* **Given task**
The records below must be output exactly, without pictures.

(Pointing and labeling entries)

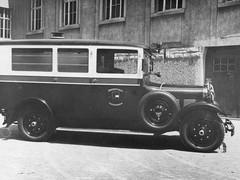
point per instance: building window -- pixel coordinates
(36, 15)
(112, 9)
(226, 3)
(69, 12)
(224, 65)
(167, 5)
(5, 23)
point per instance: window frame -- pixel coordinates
(24, 65)
(228, 63)
(33, 14)
(157, 12)
(61, 64)
(63, 23)
(104, 11)
(5, 23)
(227, 3)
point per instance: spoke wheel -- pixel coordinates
(158, 113)
(202, 131)
(35, 123)
(157, 110)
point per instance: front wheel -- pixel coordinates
(35, 123)
(202, 131)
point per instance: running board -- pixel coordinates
(109, 131)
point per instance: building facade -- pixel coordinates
(5, 20)
(199, 38)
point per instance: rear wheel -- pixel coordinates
(202, 131)
(35, 123)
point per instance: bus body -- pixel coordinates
(93, 84)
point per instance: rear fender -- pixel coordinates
(213, 107)
(13, 114)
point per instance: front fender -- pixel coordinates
(214, 107)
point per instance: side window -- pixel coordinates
(117, 61)
(30, 59)
(73, 60)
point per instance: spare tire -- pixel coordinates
(157, 110)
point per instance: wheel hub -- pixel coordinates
(33, 123)
(201, 132)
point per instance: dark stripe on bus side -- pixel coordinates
(69, 80)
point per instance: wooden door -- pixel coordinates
(222, 65)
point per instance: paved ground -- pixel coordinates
(73, 155)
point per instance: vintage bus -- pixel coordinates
(101, 85)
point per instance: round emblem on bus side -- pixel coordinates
(115, 97)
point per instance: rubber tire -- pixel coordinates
(25, 120)
(202, 121)
(162, 97)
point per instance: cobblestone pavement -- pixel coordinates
(74, 155)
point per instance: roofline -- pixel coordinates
(90, 42)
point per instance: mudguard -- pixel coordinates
(214, 107)
(12, 114)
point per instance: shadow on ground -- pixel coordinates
(105, 140)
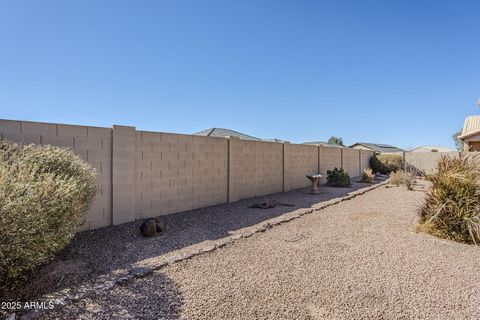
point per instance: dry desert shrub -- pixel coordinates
(452, 206)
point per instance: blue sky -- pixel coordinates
(399, 72)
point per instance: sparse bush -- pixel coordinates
(403, 177)
(44, 194)
(338, 178)
(452, 207)
(368, 175)
(386, 163)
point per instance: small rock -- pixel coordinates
(149, 228)
(160, 224)
(140, 272)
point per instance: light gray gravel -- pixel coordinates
(113, 249)
(359, 259)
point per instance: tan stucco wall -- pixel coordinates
(365, 156)
(426, 161)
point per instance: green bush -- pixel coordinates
(44, 194)
(338, 178)
(403, 177)
(452, 206)
(386, 163)
(368, 175)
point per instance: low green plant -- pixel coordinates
(338, 178)
(452, 207)
(403, 177)
(45, 192)
(386, 163)
(368, 175)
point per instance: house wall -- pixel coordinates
(143, 174)
(426, 161)
(365, 156)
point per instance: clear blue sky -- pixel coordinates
(399, 72)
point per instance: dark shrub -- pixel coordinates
(368, 175)
(452, 207)
(44, 194)
(386, 163)
(338, 178)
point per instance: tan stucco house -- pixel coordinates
(471, 133)
(377, 147)
(432, 149)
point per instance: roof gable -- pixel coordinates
(379, 147)
(223, 133)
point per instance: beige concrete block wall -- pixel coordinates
(351, 161)
(93, 144)
(123, 174)
(144, 174)
(256, 168)
(299, 160)
(329, 159)
(365, 156)
(177, 172)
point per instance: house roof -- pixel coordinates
(378, 147)
(430, 148)
(471, 127)
(323, 143)
(223, 133)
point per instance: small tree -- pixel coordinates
(458, 142)
(336, 140)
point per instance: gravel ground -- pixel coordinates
(359, 259)
(113, 249)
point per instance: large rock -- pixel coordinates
(160, 224)
(149, 228)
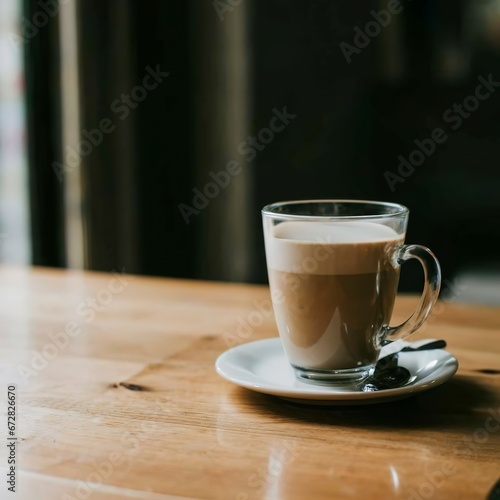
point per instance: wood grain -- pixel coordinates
(131, 407)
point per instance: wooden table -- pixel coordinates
(117, 398)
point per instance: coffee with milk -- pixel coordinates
(334, 286)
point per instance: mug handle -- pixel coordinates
(432, 285)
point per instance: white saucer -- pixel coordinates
(262, 366)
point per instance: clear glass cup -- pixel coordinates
(333, 268)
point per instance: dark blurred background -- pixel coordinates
(122, 168)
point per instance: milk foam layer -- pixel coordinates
(330, 247)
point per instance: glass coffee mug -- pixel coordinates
(333, 268)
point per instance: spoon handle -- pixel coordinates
(435, 344)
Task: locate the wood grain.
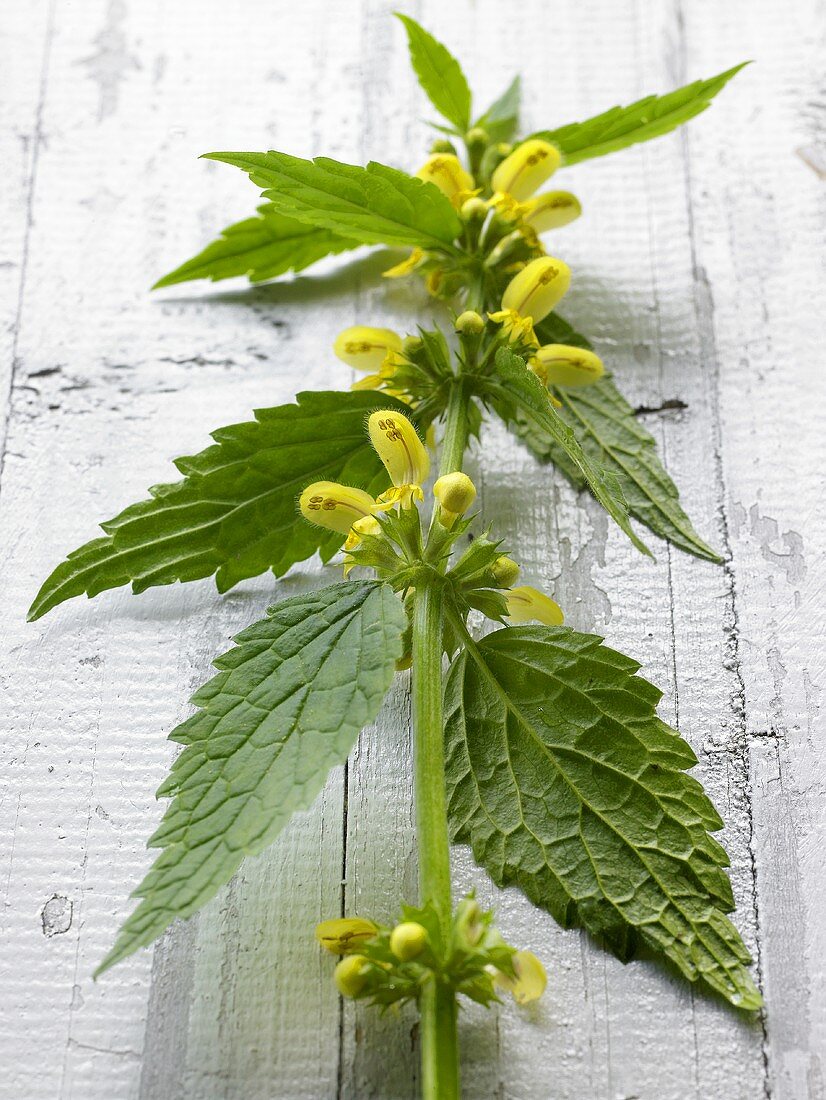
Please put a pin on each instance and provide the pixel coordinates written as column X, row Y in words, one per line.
column 697, row 272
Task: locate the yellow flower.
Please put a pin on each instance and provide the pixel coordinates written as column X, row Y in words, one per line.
column 562, row 365
column 405, row 457
column 530, row 605
column 333, row 506
column 551, row 210
column 351, row 975
column 517, row 329
column 344, row 934
column 506, row 206
column 537, row 288
column 406, row 266
column 366, row 526
column 527, row 168
column 365, row 348
column 445, row 171
column 407, row 941
column 455, row 493
column 530, row 979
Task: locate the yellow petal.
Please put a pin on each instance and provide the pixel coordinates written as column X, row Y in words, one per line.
column 408, row 939
column 527, row 604
column 455, row 493
column 345, row 934
column 564, row 365
column 551, row 210
column 333, row 506
column 537, row 288
column 445, row 171
column 517, row 329
column 366, row 526
column 530, row 979
column 365, row 348
column 398, row 446
column 527, row 168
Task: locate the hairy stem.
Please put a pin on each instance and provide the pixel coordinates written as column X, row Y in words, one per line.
column 437, row 1003
column 455, row 430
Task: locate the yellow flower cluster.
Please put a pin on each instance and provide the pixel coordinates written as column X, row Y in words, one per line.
column 351, row 510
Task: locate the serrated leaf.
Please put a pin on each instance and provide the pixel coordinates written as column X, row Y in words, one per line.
column 439, row 73
column 376, row 205
column 502, row 117
column 648, row 118
column 234, row 513
column 285, row 707
column 517, row 392
column 565, row 783
column 261, row 248
column 613, row 437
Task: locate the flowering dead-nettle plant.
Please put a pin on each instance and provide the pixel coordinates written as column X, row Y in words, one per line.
column 540, row 747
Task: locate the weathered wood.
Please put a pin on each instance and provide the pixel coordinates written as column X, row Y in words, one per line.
column 696, row 266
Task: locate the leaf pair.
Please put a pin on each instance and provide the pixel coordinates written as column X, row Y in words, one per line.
column 565, row 783
column 285, row 707
column 234, row 514
column 445, row 86
column 614, row 440
column 345, row 206
column 559, row 774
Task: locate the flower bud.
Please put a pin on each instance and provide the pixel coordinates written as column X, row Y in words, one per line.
column 398, row 446
column 551, row 210
column 467, row 922
column 442, row 145
column 470, row 323
column 505, row 571
column 562, row 365
column 492, row 157
column 455, row 493
column 333, row 506
column 527, row 168
column 365, row 348
column 473, row 210
column 345, row 934
column 537, row 288
column 445, row 171
column 530, row 605
column 529, row 981
column 408, row 939
column 351, row 975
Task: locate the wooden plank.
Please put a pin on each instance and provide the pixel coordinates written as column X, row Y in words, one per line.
column 759, row 244
column 689, row 296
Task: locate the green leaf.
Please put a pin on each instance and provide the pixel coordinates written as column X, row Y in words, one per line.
column 371, row 206
column 565, row 783
column 234, row 513
column 261, row 248
column 502, row 117
column 439, row 73
column 613, row 438
column 520, row 396
column 285, row 707
column 648, row 118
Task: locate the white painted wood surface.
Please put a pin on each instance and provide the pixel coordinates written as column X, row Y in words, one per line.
column 698, row 267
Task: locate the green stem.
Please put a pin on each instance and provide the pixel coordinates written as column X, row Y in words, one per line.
column 455, row 430
column 437, row 1003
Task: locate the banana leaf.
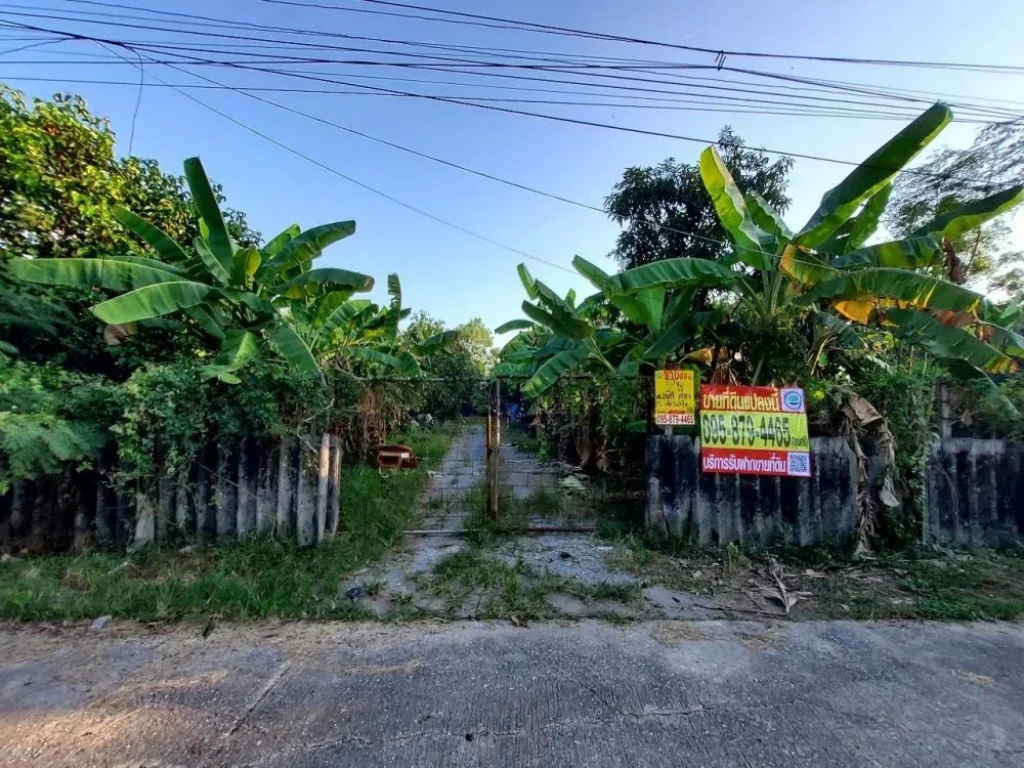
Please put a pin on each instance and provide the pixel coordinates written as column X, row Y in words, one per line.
column 910, row 253
column 900, row 285
column 554, row 369
column 291, row 346
column 673, row 273
column 156, row 238
column 152, row 301
column 806, row 268
column 273, row 247
column 218, row 239
column 842, row 202
column 731, row 210
column 947, row 342
column 205, row 321
column 216, row 271
column 973, row 214
column 110, row 273
column 245, row 264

* **Final result**
point per instance: building window -- pixel coordinates
(36, 15)
(112, 9)
(226, 3)
(69, 12)
(224, 65)
(167, 5)
(5, 23)
point per instance: window frame -- pixel coordinates
(24, 65)
(228, 63)
(33, 14)
(157, 12)
(61, 64)
(63, 23)
(104, 11)
(5, 23)
(227, 3)
point per instance: spoke wheel -- pixel coordinates
(158, 113)
(202, 131)
(35, 123)
(157, 110)
point per instance: front wheel -- pixel coordinates
(35, 123)
(202, 131)
point per instance: running board -- pixel coordinates
(109, 131)
point per instance: building facade -- pixel coordinates
(5, 20)
(199, 38)
point per instance: rear wheel -- pixel coordinates
(202, 131)
(35, 123)
point per instance: bus body -- pixel coordinates
(93, 84)
point per instance: rear fender -- pixel coordinates
(213, 107)
(13, 114)
point per instance: front fender -- pixel coordinates
(214, 107)
point per instance: side window -- pixel coordinates
(117, 61)
(30, 59)
(73, 60)
point per instance: spare tire -- pixel coordinates
(157, 110)
point per instance: wheel hub -- pixel coordinates
(33, 123)
(201, 132)
point per instance: dark stripe on bus side -- pixel coordinates
(69, 80)
point per instance: wooden door -- pixel coordinates
(222, 65)
point per instance: paved ground -- pixel coordinates
(73, 155)
point per instance: vintage bus -- pixel coordinates
(101, 85)
point per instance: round emblem on bus side -- pixel coordinates
(115, 97)
point per instance: rubber tire -- pixel coordinates
(25, 120)
(202, 121)
(162, 97)
point per instance: cobblestone pavement -- pixel coordinates
(74, 155)
point per instance: roofline -- pixel coordinates
(90, 42)
point per instance: mudguard -- pixel coordinates
(214, 107)
(12, 114)
point per instance: shadow on ground -- pixel coordinates
(105, 140)
point per instance: dry desert shrub -- pixel coordinates
(452, 206)
point per instance: blue sky -- pixel coordinates
(399, 72)
point per instance: sparse bush -- pixel coordinates
(403, 177)
(44, 194)
(338, 178)
(452, 207)
(368, 175)
(386, 163)
point per instance: small rock -- pixel coordinates
(149, 228)
(160, 224)
(140, 272)
point per instance: light gray gravel -- pixel coordinates
(113, 249)
(359, 259)
point per instance: tan stucco wall -- pixel coordinates
(365, 156)
(426, 161)
point per instance: green bush -- pixel coordinates
(44, 194)
(338, 178)
(403, 177)
(452, 206)
(386, 163)
(368, 175)
point per instance: low green plant -- pixel coordinates
(338, 178)
(452, 207)
(403, 177)
(45, 192)
(386, 163)
(368, 175)
point per instance: house wall -- pixel coordinates
(143, 174)
(426, 161)
(365, 156)
point per instance: clear blue sky -- pixel coordinates
(399, 72)
point per instance: dark shrub -- pixel coordinates
(368, 175)
(452, 207)
(44, 194)
(386, 163)
(338, 178)
point per instance: tan stucco house -- pixel coordinates
(471, 133)
(377, 147)
(432, 149)
point per instance: roof gable -- pixel coordinates
(379, 147)
(223, 133)
point per instance: beige concrete block wall -- pixel coordinates
(351, 161)
(93, 144)
(123, 174)
(144, 174)
(256, 168)
(299, 160)
(329, 159)
(365, 156)
(177, 172)
point per instance: house roof -- pixel coordinates
(378, 147)
(430, 148)
(471, 127)
(323, 143)
(223, 133)
point per instance: small tree -- pixel coordinates
(458, 142)
(336, 140)
point per instance: gravel ground -- pixel coordinates
(359, 259)
(113, 249)
point per instance: large rock -- pixel coordinates
(160, 224)
(149, 228)
point per instance: wood grain -- pixel coordinates
(131, 407)
point per instance: wooden table -- pixel coordinates
(117, 398)
point per instance: coffee with milk -- pixel coordinates
(334, 286)
point per instance: mug handle -- pixel coordinates
(432, 285)
point per instance: white saucer -- pixel coordinates
(262, 366)
point per instance: clear glass cup -- pixel coordinates
(333, 268)
point per instance: dark blurred background -- pixel coordinates
(122, 168)
point per instance: milk foam layer -- pixel coordinates
(330, 247)
point per instance: glass coffee mug -- pixel coordinates
(333, 268)
point per instance: spoon handle -- pixel coordinates
(435, 344)
Task: locate the wood grain.
Please put a pin on each instance and provide the pixel coordinates written as column X, row Y in words, one per line.
column 697, row 272
Task: locate the yellow flower.
Please put a pin on each instance and provide the pixel coordinates written as column X, row Y in words, one per line.
column 562, row 365
column 405, row 457
column 530, row 605
column 333, row 506
column 551, row 210
column 351, row 975
column 517, row 329
column 344, row 934
column 506, row 206
column 537, row 288
column 406, row 266
column 366, row 526
column 527, row 168
column 365, row 348
column 445, row 171
column 407, row 941
column 455, row 493
column 530, row 979
Task: locate the yellow petal.
Please put a pin on each instance and provide the pixel coordinates written as column X, row Y in words, one per line.
column 408, row 939
column 527, row 604
column 455, row 493
column 345, row 934
column 564, row 365
column 551, row 210
column 333, row 506
column 537, row 288
column 445, row 171
column 517, row 329
column 366, row 526
column 530, row 979
column 365, row 348
column 398, row 446
column 527, row 168
Task: locate the hairy stem.
Please put a pin on each instance and provide the pixel coordinates written as column X, row Y in words, one per line.
column 437, row 1003
column 455, row 430
Task: locate the yellow flower cluster.
Please put a pin on each instance and provide the pixel coordinates written as column X, row Y in words, one per line.
column 351, row 510
Task: locate the serrated leaf.
Please put a pin on each instance and provide the pixel coordinates written as column X, row Y in words, one per line.
column 439, row 73
column 376, row 205
column 502, row 117
column 648, row 118
column 234, row 513
column 285, row 707
column 517, row 392
column 565, row 783
column 261, row 248
column 613, row 437
Task: locate the flowering dead-nettle plant.
Please put a pin on each instance and provide the pixel coordinates written as column X, row Y in words, one per line.
column 540, row 747
Task: locate the weathered wood.
Please put a pin on each instance and provide the pixel coordinates written as column X, row Y in words, one per line.
column 696, row 266
Task: locate the leaf pair.
Please put a pin on each instance and provide the pixel coordinates written as column X, row Y in words, one per line.
column 565, row 783
column 285, row 707
column 234, row 514
column 445, row 86
column 614, row 440
column 345, row 206
column 559, row 774
Task: locate the flower bud.
Please put a pin on each instance and provide the pixel coordinates written as column X, row Y in words, one per line.
column 398, row 446
column 551, row 210
column 467, row 922
column 442, row 145
column 470, row 323
column 505, row 571
column 562, row 365
column 492, row 157
column 455, row 493
column 333, row 506
column 527, row 168
column 365, row 348
column 473, row 210
column 345, row 934
column 537, row 288
column 445, row 171
column 530, row 605
column 529, row 981
column 408, row 939
column 351, row 975
Task: locate the wooden plank.
Please put a pin on each instance and provide the pixel coordinates written as column X, row Y in words, one per line.
column 759, row 244
column 689, row 296
Task: locate the green leaf.
Please put a pin on each instance and provide the pixel coordinates written as column X, row Y in words, one per line.
column 371, row 206
column 565, row 783
column 234, row 513
column 261, row 248
column 502, row 117
column 439, row 73
column 613, row 438
column 520, row 396
column 285, row 707
column 648, row 118
Task: locate the white painted wood surface.
Please put a pin on each instance and provide the pixel coordinates written as column X, row Y in words, one per line.
column 698, row 267
Task: locate the green stem.
Please put a pin on each instance and provide the pixel coordinates written as column X, row Y in words, one per line.
column 455, row 430
column 437, row 1003
Task: locate the banana leaf.
Please put a pin on each instance and provide the pixel coordinates written as column X, row Y in words, one per line.
column 910, row 253
column 900, row 285
column 554, row 369
column 291, row 346
column 673, row 273
column 156, row 238
column 152, row 301
column 806, row 268
column 273, row 247
column 218, row 239
column 842, row 202
column 731, row 210
column 947, row 342
column 205, row 321
column 216, row 271
column 973, row 214
column 110, row 273
column 245, row 264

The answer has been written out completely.